INSTRUCTIONS FOR THE TASK
Take the entries below and print only the lines from the one with "positive clicks: (101, 178)" through the one with "156L131 137L94 150L83", exactly as they stand, both ends included.

DATASET EXCERPTS section start

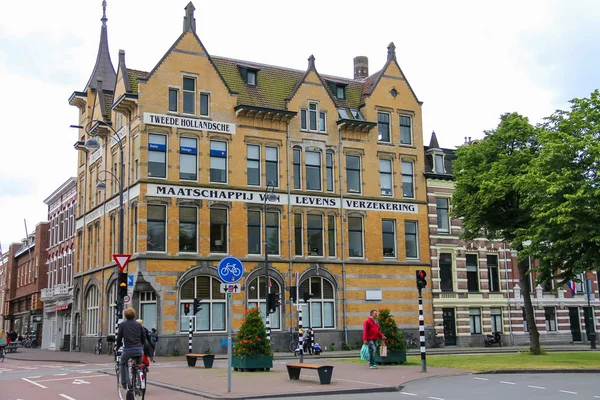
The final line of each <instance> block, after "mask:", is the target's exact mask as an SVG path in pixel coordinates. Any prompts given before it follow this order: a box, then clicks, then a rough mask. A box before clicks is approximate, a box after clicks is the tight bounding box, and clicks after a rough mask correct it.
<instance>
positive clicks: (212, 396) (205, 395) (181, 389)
mask: <svg viewBox="0 0 600 400" xmlns="http://www.w3.org/2000/svg"><path fill="white" fill-rule="evenodd" d="M97 372H99V373H102V374H106V375H110V376H114V374H113V373H111V372H107V371H97ZM147 384H148V385H150V386H158V387H161V388H163V389H169V390H173V391H176V392H182V393H187V394H191V395H194V396H200V397H205V398H207V399H213V400H245V399H272V398H282V397H286V398H287V397H300V396H303V397H308V396H332V395H342V394H362V393H391V392H399V391H401V390H402V389H404V385H400V386H379V387H373V388H356V389H338V390H328V391H323V392H318V391H314V392H294V393H269V394H250V395H241V396H228V395H218V394H213V393H207V392H201V391H199V390H194V389H189V388H186V387H183V386H175V385H170V384H168V383H164V382H153V381H149V382H147Z"/></svg>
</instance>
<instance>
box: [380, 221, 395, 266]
mask: <svg viewBox="0 0 600 400" xmlns="http://www.w3.org/2000/svg"><path fill="white" fill-rule="evenodd" d="M381 236H382V241H383V257H396V221H394V220H393V219H384V220H382V221H381Z"/></svg>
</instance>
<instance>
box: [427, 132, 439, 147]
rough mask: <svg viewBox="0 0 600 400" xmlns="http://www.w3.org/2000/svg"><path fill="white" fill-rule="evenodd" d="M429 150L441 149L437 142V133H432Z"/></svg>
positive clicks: (432, 132)
mask: <svg viewBox="0 0 600 400" xmlns="http://www.w3.org/2000/svg"><path fill="white" fill-rule="evenodd" d="M429 148H430V149H439V148H440V144H439V143H438V141H437V136H436V134H435V131H433V132H431V140H430V141H429Z"/></svg>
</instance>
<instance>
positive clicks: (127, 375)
mask: <svg viewBox="0 0 600 400" xmlns="http://www.w3.org/2000/svg"><path fill="white" fill-rule="evenodd" d="M124 314H125V321H123V322H121V323H120V324H119V333H118V334H117V347H116V348H117V349H118V348H120V347H121V345H123V346H124V348H123V353H122V354H121V362H120V364H119V370H120V372H121V386H122V387H123V388H124V389H127V377H128V375H129V373H128V371H127V362H128V361H129V359H130V358H131V359H133V360H135V362H136V364H138V365H140V364H141V363H142V356H143V355H144V344H145V343H146V335H145V334H144V328H142V325H140V324H139V323H138V322H137V321H136V320H135V310H134V309H133V308H128V309H127V310H125V313H124Z"/></svg>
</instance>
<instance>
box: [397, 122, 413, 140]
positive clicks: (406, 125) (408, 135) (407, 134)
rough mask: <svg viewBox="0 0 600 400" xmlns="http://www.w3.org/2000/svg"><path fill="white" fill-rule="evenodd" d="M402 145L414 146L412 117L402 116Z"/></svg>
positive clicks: (400, 126)
mask: <svg viewBox="0 0 600 400" xmlns="http://www.w3.org/2000/svg"><path fill="white" fill-rule="evenodd" d="M400 143H401V144H412V132H411V123H410V117H406V116H400Z"/></svg>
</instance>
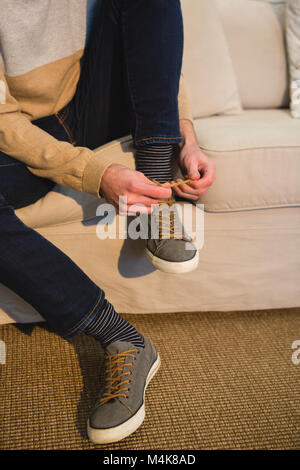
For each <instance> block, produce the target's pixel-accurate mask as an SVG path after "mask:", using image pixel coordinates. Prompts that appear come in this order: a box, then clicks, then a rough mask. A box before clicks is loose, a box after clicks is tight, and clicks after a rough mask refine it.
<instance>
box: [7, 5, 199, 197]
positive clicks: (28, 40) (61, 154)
mask: <svg viewBox="0 0 300 470" xmlns="http://www.w3.org/2000/svg"><path fill="white" fill-rule="evenodd" d="M86 11H87V0H59V1H53V0H14V1H13V2H12V1H11V0H0V150H1V151H2V152H4V153H6V154H8V155H11V156H13V157H15V158H17V159H18V160H20V161H22V162H24V163H25V164H26V165H27V167H28V169H29V170H30V171H31V172H32V173H34V174H36V175H38V176H41V177H45V178H49V179H51V180H53V181H54V182H56V183H59V184H61V185H64V186H69V187H71V188H74V189H76V190H78V191H84V192H87V193H90V194H93V195H95V196H99V188H100V184H101V177H102V175H103V173H104V171H105V169H106V168H107V167H108V166H109V165H110V164H111V163H122V155H119V156H114V158H113V157H112V156H110V155H109V154H108V155H107V156H105V154H104V155H103V152H101V156H100V155H99V154H97V151H92V150H90V149H88V148H84V147H76V146H73V145H72V144H71V143H68V142H60V141H58V140H56V139H55V138H54V137H52V136H51V135H49V134H48V133H46V132H44V131H42V130H41V129H39V128H38V127H37V126H35V125H34V124H32V121H33V120H35V119H38V118H41V117H44V116H49V115H51V114H54V113H56V112H57V111H59V110H61V109H62V108H63V107H64V106H65V105H66V104H67V103H68V102H69V101H70V100H71V99H72V97H73V96H74V93H75V90H76V85H77V82H78V79H79V76H80V58H81V56H82V54H83V49H84V44H85V39H86ZM179 116H180V118H181V119H190V120H192V117H191V111H190V106H189V102H188V99H187V95H186V91H185V87H184V83H183V78H182V77H181V82H180V92H179ZM0 158H1V157H0Z"/></svg>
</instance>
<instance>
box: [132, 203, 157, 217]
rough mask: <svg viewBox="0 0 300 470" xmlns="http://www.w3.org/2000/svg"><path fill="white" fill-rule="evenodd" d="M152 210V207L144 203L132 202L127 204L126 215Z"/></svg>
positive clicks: (142, 213)
mask: <svg viewBox="0 0 300 470" xmlns="http://www.w3.org/2000/svg"><path fill="white" fill-rule="evenodd" d="M152 211H153V208H152V207H146V206H145V205H144V204H132V205H131V206H130V205H128V206H127V214H128V215H137V214H151V212H152Z"/></svg>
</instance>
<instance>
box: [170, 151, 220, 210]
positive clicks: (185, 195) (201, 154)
mask: <svg viewBox="0 0 300 470" xmlns="http://www.w3.org/2000/svg"><path fill="white" fill-rule="evenodd" d="M179 164H180V168H181V171H182V173H183V175H184V177H185V178H187V179H191V180H192V182H190V183H187V184H181V185H180V186H176V187H175V188H174V192H175V194H177V196H180V197H184V198H188V199H192V200H194V201H196V200H197V199H199V197H200V196H201V195H202V194H204V193H205V192H206V191H207V189H208V188H209V187H210V186H211V185H212V184H213V182H214V181H215V178H216V176H215V170H216V165H215V163H214V162H213V161H212V160H210V158H208V157H207V156H206V155H205V154H204V153H203V152H202V150H201V149H200V148H199V146H198V145H185V146H184V147H183V148H182V150H181V153H180V160H179ZM177 181H180V180H177Z"/></svg>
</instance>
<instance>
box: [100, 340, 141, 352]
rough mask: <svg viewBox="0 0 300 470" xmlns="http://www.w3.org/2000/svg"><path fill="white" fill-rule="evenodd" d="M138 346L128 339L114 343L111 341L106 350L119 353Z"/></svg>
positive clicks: (115, 342) (126, 350)
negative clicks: (133, 344)
mask: <svg viewBox="0 0 300 470" xmlns="http://www.w3.org/2000/svg"><path fill="white" fill-rule="evenodd" d="M135 348H136V346H134V345H133V344H132V343H129V342H128V341H114V342H113V343H110V344H109V345H108V346H106V348H105V352H107V353H108V354H118V353H120V352H123V351H127V350H128V349H135Z"/></svg>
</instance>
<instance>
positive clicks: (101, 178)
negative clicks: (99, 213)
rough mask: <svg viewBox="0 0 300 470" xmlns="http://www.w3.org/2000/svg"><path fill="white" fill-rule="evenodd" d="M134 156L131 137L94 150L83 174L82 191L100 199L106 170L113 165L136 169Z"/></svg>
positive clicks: (120, 140)
mask: <svg viewBox="0 0 300 470" xmlns="http://www.w3.org/2000/svg"><path fill="white" fill-rule="evenodd" d="M133 156H134V150H133V146H132V138H131V136H126V137H123V138H121V139H120V140H114V141H112V142H109V143H107V144H105V145H102V146H101V147H98V148H97V149H95V150H93V154H92V156H91V158H90V159H89V161H88V163H87V165H86V167H85V170H84V173H83V177H82V191H83V192H85V193H89V194H92V195H93V196H96V197H98V198H100V197H101V195H100V186H101V180H102V176H103V175H104V172H105V170H106V169H107V168H108V167H109V166H110V165H112V164H113V163H115V164H118V165H123V166H127V167H128V168H131V169H134V163H133ZM130 157H131V158H130Z"/></svg>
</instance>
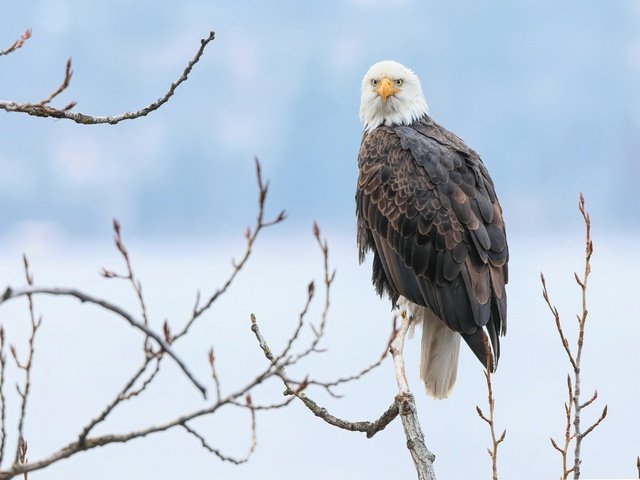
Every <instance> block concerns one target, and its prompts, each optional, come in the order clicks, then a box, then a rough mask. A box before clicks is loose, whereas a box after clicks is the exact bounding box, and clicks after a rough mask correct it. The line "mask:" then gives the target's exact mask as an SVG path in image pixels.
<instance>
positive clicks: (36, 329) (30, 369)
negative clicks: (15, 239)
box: [11, 255, 42, 463]
mask: <svg viewBox="0 0 640 480" xmlns="http://www.w3.org/2000/svg"><path fill="white" fill-rule="evenodd" d="M22 260H23V263H24V273H25V278H26V281H27V285H29V286H33V274H32V273H31V271H30V270H29V261H28V260H27V256H26V255H23V256H22ZM27 301H28V304H29V320H30V322H31V333H30V335H29V344H28V346H29V349H28V354H27V360H26V361H25V362H24V363H22V362H20V360H19V359H18V354H17V352H16V348H15V347H14V346H13V345H11V355H12V356H13V358H14V360H15V362H16V365H17V366H18V368H19V369H21V370H22V371H24V385H23V387H22V388H20V387H19V386H18V385H16V389H17V391H18V396H19V397H20V417H19V420H18V445H17V447H16V456H15V459H14V463H18V462H19V461H20V459H21V454H22V453H24V454H26V442H24V422H25V419H26V416H27V400H28V398H29V393H30V392H31V367H32V366H33V355H34V352H35V340H36V334H37V332H38V328H40V325H41V324H42V317H40V318H39V319H38V320H36V315H35V311H34V306H33V296H32V295H30V294H28V295H27ZM22 448H24V452H22ZM22 458H25V457H24V455H22ZM21 463H25V462H21Z"/></svg>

DATASET EXCERPTS section end

TASK SOLUTION
positive clicks: (101, 178)
negative clicks: (99, 213)
rough mask: <svg viewBox="0 0 300 470" xmlns="http://www.w3.org/2000/svg"><path fill="white" fill-rule="evenodd" d="M134 156L131 137L94 150L83 174L82 191L100 199L106 170L113 165L136 169Z"/></svg>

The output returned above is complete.